### Problem description
Rewrite the listing below with every "Markers" changed to "Points" and nothing else altered. Leave out the pictures.

========================================================================

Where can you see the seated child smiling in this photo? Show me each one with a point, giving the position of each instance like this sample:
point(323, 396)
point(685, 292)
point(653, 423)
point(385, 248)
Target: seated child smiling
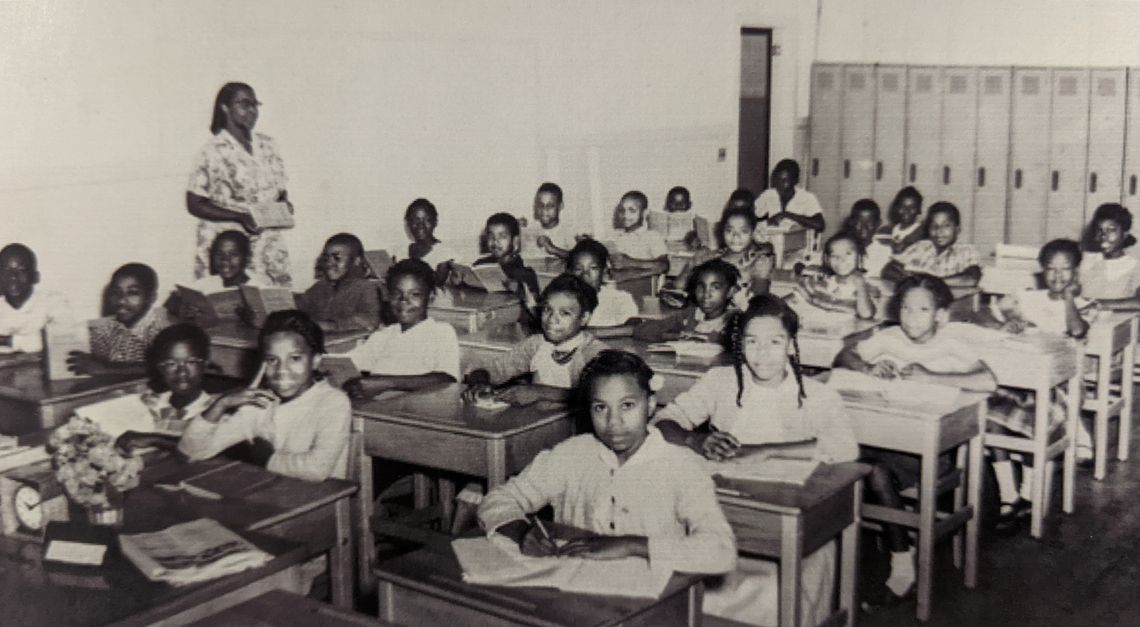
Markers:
point(555, 356)
point(633, 493)
point(24, 309)
point(417, 351)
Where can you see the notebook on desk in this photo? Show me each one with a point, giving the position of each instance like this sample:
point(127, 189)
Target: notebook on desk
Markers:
point(501, 563)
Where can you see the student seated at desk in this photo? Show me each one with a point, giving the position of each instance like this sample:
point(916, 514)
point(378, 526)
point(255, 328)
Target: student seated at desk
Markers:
point(296, 425)
point(942, 254)
point(421, 219)
point(177, 364)
point(710, 290)
point(905, 227)
point(786, 201)
point(864, 221)
point(1109, 274)
point(555, 356)
point(229, 269)
point(637, 495)
point(119, 341)
point(1056, 309)
point(920, 349)
point(840, 290)
point(556, 237)
point(25, 310)
point(764, 399)
point(416, 351)
point(636, 246)
point(737, 246)
point(589, 261)
point(342, 299)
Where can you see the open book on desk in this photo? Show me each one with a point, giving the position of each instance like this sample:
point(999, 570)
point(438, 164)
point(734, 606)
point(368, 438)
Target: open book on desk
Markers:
point(501, 563)
point(192, 552)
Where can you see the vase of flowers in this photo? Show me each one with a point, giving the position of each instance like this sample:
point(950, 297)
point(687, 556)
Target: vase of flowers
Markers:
point(94, 473)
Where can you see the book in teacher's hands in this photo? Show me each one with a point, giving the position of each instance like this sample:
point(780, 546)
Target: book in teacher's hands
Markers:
point(263, 301)
point(271, 216)
point(190, 552)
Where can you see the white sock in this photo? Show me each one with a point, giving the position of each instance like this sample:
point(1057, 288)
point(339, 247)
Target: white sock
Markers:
point(902, 571)
point(1027, 482)
point(1007, 488)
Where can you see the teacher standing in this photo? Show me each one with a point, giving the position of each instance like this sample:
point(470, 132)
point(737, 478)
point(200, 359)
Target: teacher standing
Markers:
point(236, 170)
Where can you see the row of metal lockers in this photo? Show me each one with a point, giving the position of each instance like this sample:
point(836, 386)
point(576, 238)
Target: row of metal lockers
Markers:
point(1025, 153)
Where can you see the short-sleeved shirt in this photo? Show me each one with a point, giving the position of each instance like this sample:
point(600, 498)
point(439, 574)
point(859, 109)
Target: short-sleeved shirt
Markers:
point(116, 342)
point(429, 347)
point(640, 243)
point(801, 203)
point(922, 257)
point(767, 415)
point(25, 325)
point(944, 352)
point(235, 179)
point(1109, 278)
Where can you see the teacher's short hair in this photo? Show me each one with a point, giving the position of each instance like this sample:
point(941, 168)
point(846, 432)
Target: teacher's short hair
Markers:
point(225, 97)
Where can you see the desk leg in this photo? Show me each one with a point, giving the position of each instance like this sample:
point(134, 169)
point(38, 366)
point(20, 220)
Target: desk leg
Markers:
point(790, 556)
point(496, 464)
point(927, 504)
point(974, 497)
point(340, 558)
point(848, 568)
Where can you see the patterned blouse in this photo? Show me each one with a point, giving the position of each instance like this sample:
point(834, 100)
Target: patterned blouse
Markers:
point(235, 179)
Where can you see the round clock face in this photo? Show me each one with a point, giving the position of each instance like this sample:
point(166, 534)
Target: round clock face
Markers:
point(29, 507)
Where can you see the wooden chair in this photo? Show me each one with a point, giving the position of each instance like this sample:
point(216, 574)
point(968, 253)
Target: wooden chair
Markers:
point(1108, 388)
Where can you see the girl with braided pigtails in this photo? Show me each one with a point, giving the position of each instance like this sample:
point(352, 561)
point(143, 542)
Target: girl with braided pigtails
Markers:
point(763, 401)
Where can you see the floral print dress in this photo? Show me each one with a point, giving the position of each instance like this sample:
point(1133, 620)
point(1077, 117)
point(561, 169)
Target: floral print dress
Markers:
point(235, 179)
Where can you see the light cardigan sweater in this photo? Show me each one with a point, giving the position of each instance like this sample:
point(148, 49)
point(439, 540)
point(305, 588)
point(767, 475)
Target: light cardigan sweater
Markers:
point(309, 433)
point(662, 493)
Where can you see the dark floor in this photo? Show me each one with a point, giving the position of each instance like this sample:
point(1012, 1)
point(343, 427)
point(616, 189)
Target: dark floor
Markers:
point(1084, 571)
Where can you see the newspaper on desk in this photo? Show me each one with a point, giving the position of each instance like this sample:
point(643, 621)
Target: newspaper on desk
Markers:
point(501, 563)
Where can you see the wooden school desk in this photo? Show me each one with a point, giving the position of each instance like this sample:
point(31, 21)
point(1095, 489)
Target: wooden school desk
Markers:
point(1039, 366)
point(637, 282)
point(470, 310)
point(316, 514)
point(927, 433)
point(434, 429)
point(479, 349)
point(33, 593)
point(1112, 333)
point(30, 402)
point(234, 347)
point(426, 587)
point(788, 522)
point(283, 609)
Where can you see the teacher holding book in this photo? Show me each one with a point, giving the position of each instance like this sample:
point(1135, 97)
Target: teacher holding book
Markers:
point(238, 184)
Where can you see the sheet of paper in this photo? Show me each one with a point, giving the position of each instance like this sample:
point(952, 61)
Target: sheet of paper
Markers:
point(58, 342)
point(120, 415)
point(271, 216)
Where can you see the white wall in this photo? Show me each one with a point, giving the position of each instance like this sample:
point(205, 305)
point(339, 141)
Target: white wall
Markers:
point(104, 104)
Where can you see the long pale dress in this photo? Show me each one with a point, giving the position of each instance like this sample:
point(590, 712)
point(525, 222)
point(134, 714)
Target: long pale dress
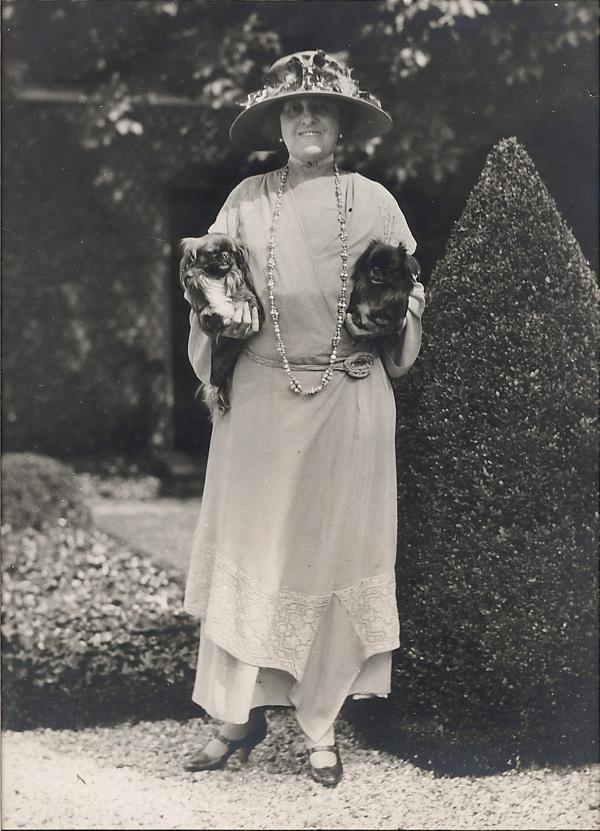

========================================================================

### The solution
Where can you see the seated child smiling in this photo? Show me each one with a point, giving the position of each instance like this sample:
point(323, 396)
point(685, 292)
point(653, 423)
point(385, 248)
Target: seated child smiling
Points:
point(555, 356)
point(633, 493)
point(24, 309)
point(417, 351)
Where can you see the notebook on desk in this photo? Show me each one with a point, giving the position of each instance like this sample:
point(127, 189)
Target: notebook on desk
Points:
point(501, 563)
Where can you see the student seated at desk in this photo? Show me each one with a point, giving the position of each instance like this sample:
point(916, 514)
point(378, 526)
point(255, 328)
Target: student seated at desk
Points:
point(296, 425)
point(942, 254)
point(421, 219)
point(177, 364)
point(710, 290)
point(905, 227)
point(786, 201)
point(864, 221)
point(1109, 274)
point(555, 356)
point(229, 269)
point(637, 495)
point(119, 341)
point(1056, 309)
point(920, 349)
point(840, 290)
point(556, 237)
point(25, 310)
point(764, 399)
point(416, 351)
point(636, 246)
point(737, 246)
point(589, 261)
point(342, 299)
Where can you see the open book on desk in this photo? Show me each one with a point, giving the position of each instance like this sample:
point(999, 570)
point(438, 164)
point(734, 606)
point(368, 438)
Target: open book on desk
Points:
point(501, 563)
point(192, 552)
Where can you see the vase of flowers in this photo? Show me each one with a point, giving the position of each instance like this sample:
point(950, 297)
point(687, 556)
Target: vase of flowers
Points:
point(94, 473)
Where can you see the book in teacher's hands in this photo? Show me each one with a point, giving the position of each instance like this sample:
point(780, 546)
Target: book in teacher's hands
Points:
point(263, 301)
point(271, 216)
point(190, 552)
Where can you see the white sock in this photo? Show me each one with a point, giving the position of each instance like this sample:
point(1057, 288)
point(339, 247)
Target: white sock
Points:
point(902, 571)
point(1027, 482)
point(1007, 488)
Where can you see the teacher standing in this photo? Show me each one with a point, giving the position of each instance like this sample:
point(470, 132)
point(737, 478)
point(200, 359)
Target: teacher standing
Points:
point(236, 170)
Where can you see the row of metal lockers in this photo? Show me each one with a point, giving the position of each instance like this sample:
point(836, 386)
point(576, 238)
Target: row of metal lockers
Points:
point(1025, 153)
Where can you see the short-sleeved shirt in this photo? Show me each one with a point, giving the position of each instance like this sample:
point(600, 498)
point(439, 574)
point(859, 109)
Target: short-sleeved shirt
Points:
point(116, 342)
point(429, 347)
point(640, 243)
point(801, 203)
point(922, 257)
point(767, 415)
point(25, 325)
point(944, 352)
point(235, 179)
point(1109, 278)
Where can you see the teacher's short hair in this photo? Show me each one with a point, giving the position of each instance like this sample:
point(941, 168)
point(846, 432)
Target: teacher's short hair
Points:
point(225, 97)
Where can you see the desk leg in this photo? Show me each one with a point, giving the position of each instance like this sample:
point(134, 169)
point(38, 366)
point(20, 220)
Target: desk leg
Points:
point(790, 556)
point(496, 464)
point(927, 504)
point(974, 497)
point(340, 558)
point(848, 568)
Where can you see the patterned blouse in this photo? Show me each one with a point, giving the position of each instance like this sample:
point(834, 100)
Target: patterned blouse
Points:
point(235, 179)
Where can you see the round clock face in this photo? Show me each one with a point, giving the position of each instance like this sample:
point(166, 534)
Target: round clock face
Points:
point(29, 507)
Where can you see the wooden chair in this photo? Show me each one with a point, giving the position of each instance like this sample:
point(216, 574)
point(968, 253)
Target: wooden chair
Points:
point(1108, 388)
Where can you see the girl with braided pigtails in this photo? Show me each one with a point, giving the position of each instance like this sample:
point(352, 561)
point(143, 542)
Target: girl with braided pigtails
Points:
point(763, 401)
Where can you see the floral print dress in this photo? Show me each one with a point, giving the position of each instance like this sample:
point(1133, 620)
point(1077, 117)
point(561, 169)
Target: floral print dress
Points:
point(235, 179)
Where can you see the light cardigan sweater in this photo? Show me each one with a point, giving the position of each instance like this sample:
point(148, 49)
point(439, 540)
point(305, 588)
point(767, 475)
Target: light cardigan sweater
Points:
point(309, 433)
point(662, 493)
Where can you see the dark floor in this photo? Show me each one with a point, giving the position of each instance like this sample:
point(1012, 1)
point(343, 427)
point(616, 189)
Target: dark floor
Points:
point(1084, 571)
Where can you see the newspaper on desk in this photo? Show me each one with a point, giving the position of each instance like this sample:
point(643, 621)
Target: newspaper on desk
Points:
point(501, 563)
Where can you see the wooden school desk in this photo? Show me each one with a point, giving the position of each instance like this sample:
point(31, 21)
point(1095, 489)
Target: wooden school desk
Points:
point(1039, 366)
point(637, 282)
point(470, 310)
point(316, 514)
point(927, 433)
point(434, 429)
point(479, 349)
point(33, 593)
point(1112, 333)
point(30, 402)
point(234, 347)
point(426, 587)
point(788, 522)
point(283, 609)
Where can you see the teacher holding book in this photo? Show me each one with a point, giving the position of each instance like this sample:
point(1135, 97)
Target: teacher holding book
Points:
point(238, 184)
Where can you see the sheet of paper in this photo? Show me each one with a point, giving the position of each instance like this sample:
point(952, 61)
Target: sheet of paper
Points:
point(58, 342)
point(120, 415)
point(271, 216)
Where can you see the white wall in this photo? Show me each one with a point, giving the position of each instance like this sample:
point(205, 305)
point(339, 141)
Target: white wall
Points:
point(104, 104)
Where can you see the long pale dress in this photo? Show me each one with a point, giving the position of each instance like this sample:
point(590, 712)
point(525, 222)
point(134, 714)
Target: long pale dress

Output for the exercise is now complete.